(Stored entries)

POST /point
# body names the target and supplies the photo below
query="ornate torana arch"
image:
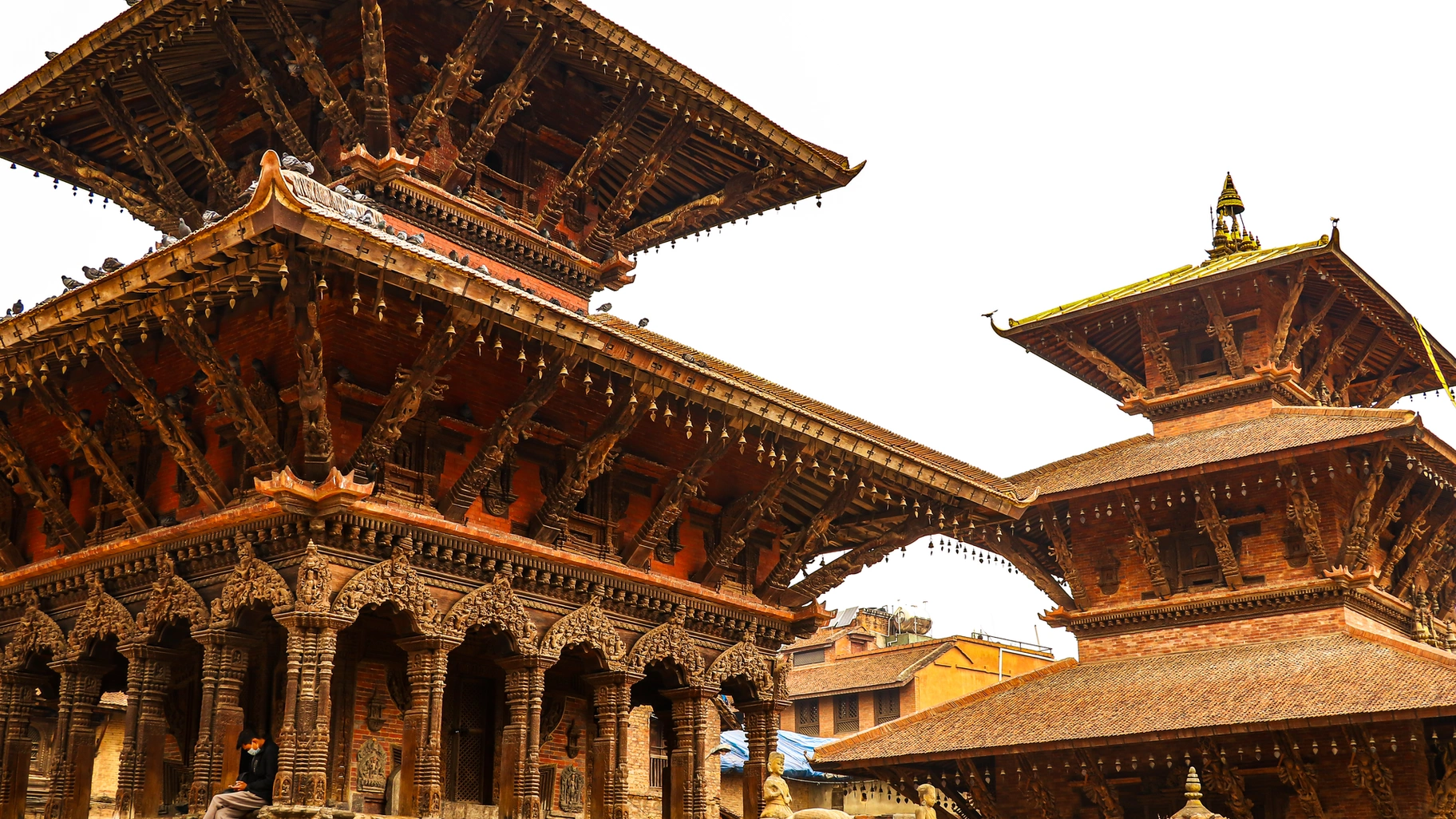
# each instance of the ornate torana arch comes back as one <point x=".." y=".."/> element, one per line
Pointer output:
<point x="34" y="635"/>
<point x="587" y="626"/>
<point x="171" y="599"/>
<point x="669" y="642"/>
<point x="102" y="617"/>
<point x="395" y="582"/>
<point x="496" y="603"/>
<point x="252" y="582"/>
<point x="744" y="660"/>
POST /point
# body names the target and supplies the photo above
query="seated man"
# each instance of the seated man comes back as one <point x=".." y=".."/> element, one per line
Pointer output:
<point x="255" y="776"/>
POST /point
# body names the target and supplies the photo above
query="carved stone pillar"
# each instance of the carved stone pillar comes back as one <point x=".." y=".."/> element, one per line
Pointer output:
<point x="74" y="739"/>
<point x="521" y="739"/>
<point x="16" y="700"/>
<point x="611" y="695"/>
<point x="421" y="792"/>
<point x="303" y="741"/>
<point x="139" y="773"/>
<point x="215" y="760"/>
<point x="692" y="709"/>
<point x="762" y="734"/>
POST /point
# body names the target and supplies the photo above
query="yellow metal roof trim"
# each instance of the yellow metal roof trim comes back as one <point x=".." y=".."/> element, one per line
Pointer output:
<point x="1177" y="275"/>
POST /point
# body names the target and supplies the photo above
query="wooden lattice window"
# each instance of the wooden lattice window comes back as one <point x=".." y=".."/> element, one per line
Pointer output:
<point x="805" y="718"/>
<point x="887" y="706"/>
<point x="846" y="713"/>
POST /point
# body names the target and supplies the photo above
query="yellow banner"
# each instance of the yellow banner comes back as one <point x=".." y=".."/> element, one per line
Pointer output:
<point x="1434" y="363"/>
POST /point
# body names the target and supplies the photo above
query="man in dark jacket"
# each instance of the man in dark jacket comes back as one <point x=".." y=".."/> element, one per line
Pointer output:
<point x="255" y="777"/>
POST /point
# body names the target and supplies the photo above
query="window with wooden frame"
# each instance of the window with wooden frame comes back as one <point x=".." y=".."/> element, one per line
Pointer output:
<point x="887" y="706"/>
<point x="846" y="713"/>
<point x="805" y="718"/>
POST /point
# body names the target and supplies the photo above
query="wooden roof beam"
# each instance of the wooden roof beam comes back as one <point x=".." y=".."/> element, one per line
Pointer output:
<point x="121" y="188"/>
<point x="597" y="152"/>
<point x="314" y="385"/>
<point x="738" y="522"/>
<point x="793" y="556"/>
<point x="120" y="120"/>
<point x="453" y="76"/>
<point x="643" y="176"/>
<point x="1414" y="528"/>
<point x="192" y="134"/>
<point x="315" y="73"/>
<point x="1221" y="326"/>
<point x="1062" y="552"/>
<point x="85" y="441"/>
<point x="31" y="481"/>
<point x="586" y="465"/>
<point x="1146" y="545"/>
<point x="1330" y="354"/>
<point x="410" y="393"/>
<point x="1309" y="330"/>
<point x="676" y="496"/>
<point x="379" y="134"/>
<point x="1217" y="531"/>
<point x="226" y="388"/>
<point x="171" y="429"/>
<point x="507" y="100"/>
<point x="265" y="93"/>
<point x="500" y="439"/>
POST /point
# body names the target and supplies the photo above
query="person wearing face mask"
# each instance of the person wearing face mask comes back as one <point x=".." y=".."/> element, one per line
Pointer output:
<point x="255" y="776"/>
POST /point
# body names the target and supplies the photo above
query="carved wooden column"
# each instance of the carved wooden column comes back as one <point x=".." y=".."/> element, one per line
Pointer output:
<point x="16" y="700"/>
<point x="420" y="773"/>
<point x="215" y="760"/>
<point x="521" y="738"/>
<point x="611" y="694"/>
<point x="762" y="734"/>
<point x="139" y="773"/>
<point x="692" y="709"/>
<point x="74" y="739"/>
<point x="303" y="741"/>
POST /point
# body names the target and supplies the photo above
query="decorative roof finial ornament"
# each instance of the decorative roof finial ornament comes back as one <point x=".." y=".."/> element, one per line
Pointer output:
<point x="1196" y="809"/>
<point x="1231" y="235"/>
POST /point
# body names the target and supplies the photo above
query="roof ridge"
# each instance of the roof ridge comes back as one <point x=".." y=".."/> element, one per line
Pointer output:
<point x="948" y="706"/>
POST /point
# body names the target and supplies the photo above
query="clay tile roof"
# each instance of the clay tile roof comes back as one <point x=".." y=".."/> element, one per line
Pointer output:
<point x="887" y="668"/>
<point x="1260" y="686"/>
<point x="814" y="409"/>
<point x="1288" y="427"/>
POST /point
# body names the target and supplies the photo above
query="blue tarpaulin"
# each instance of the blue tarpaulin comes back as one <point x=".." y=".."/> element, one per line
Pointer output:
<point x="795" y="748"/>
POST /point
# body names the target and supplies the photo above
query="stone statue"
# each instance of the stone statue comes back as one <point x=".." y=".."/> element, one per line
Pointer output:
<point x="777" y="799"/>
<point x="928" y="801"/>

- _Prompt_
Print the entries above exactly, taking out only the pictures.

- _Exercise output_
POST /point
# body names the target and supplies the photo below
query="ornate torana arch"
image:
# each instance of the ornate torana arch comes back as one <point x=".." y=".."/> element, one per line
Pointer output:
<point x="34" y="635"/>
<point x="587" y="626"/>
<point x="171" y="599"/>
<point x="669" y="642"/>
<point x="102" y="617"/>
<point x="395" y="582"/>
<point x="496" y="603"/>
<point x="252" y="582"/>
<point x="744" y="660"/>
POST /point
# body names the target and supplies the photo above
query="seated man"
# each instance of the seated man comes back as one <point x=".." y=".."/> element, one per line
Pointer output:
<point x="255" y="776"/>
POST /point
# body names the target and supplies the photo above
query="carved stone pillar"
# each instance of the carved stone pillar comes back as one <point x=".." y=".."/> element, one per line
Pointer output:
<point x="74" y="739"/>
<point x="521" y="739"/>
<point x="16" y="700"/>
<point x="611" y="695"/>
<point x="421" y="792"/>
<point x="303" y="741"/>
<point x="139" y="773"/>
<point x="215" y="760"/>
<point x="692" y="709"/>
<point x="762" y="734"/>
POST /point
# body names the target and supplies the photo above
query="yellow metal roof trim"
# each instance of the yellow metal roof trim comes back as one <point x=".." y=".."/> element, one per line
Pointer output:
<point x="1177" y="275"/>
POST /point
# body names the target and supplies the photo above
query="wooden lattice window"
# each instance of the wooden lattice window comes back as one <point x=".." y=".."/> element, one per line
Pointer output:
<point x="805" y="718"/>
<point x="887" y="706"/>
<point x="846" y="713"/>
POST /point
# body names the target and supplies the photo above
query="yellow banner"
# each instance of the yellow banner comes back as one <point x=".." y=".."/> element, one per line
Pointer output:
<point x="1434" y="363"/>
POST /point
# body names the target and supplies the photo above
query="man in dark jacket"
# each instance of the man in dark jacket comes back as one <point x=".." y=".."/> element, one per line
Pointer output:
<point x="255" y="777"/>
POST /point
# body names the target and supplies the photo above
query="window with wooden frame"
# each instance of the window with wooden frame comes back as one <point x=".." y=".."/> element, one per line
Pointer output:
<point x="887" y="706"/>
<point x="846" y="713"/>
<point x="805" y="718"/>
POST /point
# body names the target and supplies the photo above
query="wooden roof beam"
# each instance of the wooden roof beam comes back as one <point x=".." y=".."/> element, one per line
Pointer output:
<point x="121" y="188"/>
<point x="597" y="152"/>
<point x="314" y="385"/>
<point x="738" y="522"/>
<point x="793" y="556"/>
<point x="120" y="120"/>
<point x="453" y="76"/>
<point x="643" y="176"/>
<point x="1414" y="528"/>
<point x="192" y="134"/>
<point x="315" y="73"/>
<point x="1221" y="326"/>
<point x="1062" y="552"/>
<point x="85" y="441"/>
<point x="31" y="481"/>
<point x="586" y="465"/>
<point x="1146" y="545"/>
<point x="1330" y="354"/>
<point x="410" y="393"/>
<point x="1309" y="330"/>
<point x="676" y="496"/>
<point x="379" y="134"/>
<point x="1217" y="531"/>
<point x="226" y="388"/>
<point x="171" y="429"/>
<point x="507" y="100"/>
<point x="265" y="93"/>
<point x="500" y="439"/>
POST /point
# body names the target and supplies the photo above
query="person wearing face mask"
# each instance of the person wearing face mask comes back as one <point x=".." y=".."/> element, one per line
Pointer output:
<point x="255" y="776"/>
POST /point
# body names the target and supplies the photo above
query="carved wooden column"
# each instance of the carved wooden column comes back as one <point x=".." y=".."/> element, one per line
Pointer output:
<point x="16" y="700"/>
<point x="420" y="773"/>
<point x="215" y="760"/>
<point x="521" y="738"/>
<point x="611" y="694"/>
<point x="762" y="734"/>
<point x="139" y="773"/>
<point x="692" y="709"/>
<point x="74" y="739"/>
<point x="303" y="741"/>
POST /point
# body names the target and supplies the photo above
query="decorative roof finial ornament"
# each instance of the decorative roof finial ornament comes back as one <point x=".." y=".."/> element, one per line
Pointer output:
<point x="1196" y="809"/>
<point x="1231" y="235"/>
POST /point
# body names the target and supplies the photo above
query="roof ridge"
# each instance of the roof ridge comes back as one <point x=".." y=".."/> element, one per line
Pointer output:
<point x="948" y="706"/>
POST /point
# body names the target and supplies the photo above
query="clay tile roof"
# each instance of the clay tile roof comes back as one <point x=".." y=".."/> element, one per line
Pointer output:
<point x="887" y="668"/>
<point x="1260" y="686"/>
<point x="814" y="409"/>
<point x="1288" y="427"/>
POST /point
# body names the target and supplies the photo above
query="blue tarpaulin"
# each instance of the blue tarpaulin comes back as one <point x=".." y=".."/> element, one per line
Pointer output:
<point x="795" y="748"/>
POST /point
# body names the target and supplies the photo above
query="stone statue"
# each instance of the stone statue comes back as one <point x=".." y=".."/> element, one per line
Pointer output:
<point x="777" y="799"/>
<point x="928" y="801"/>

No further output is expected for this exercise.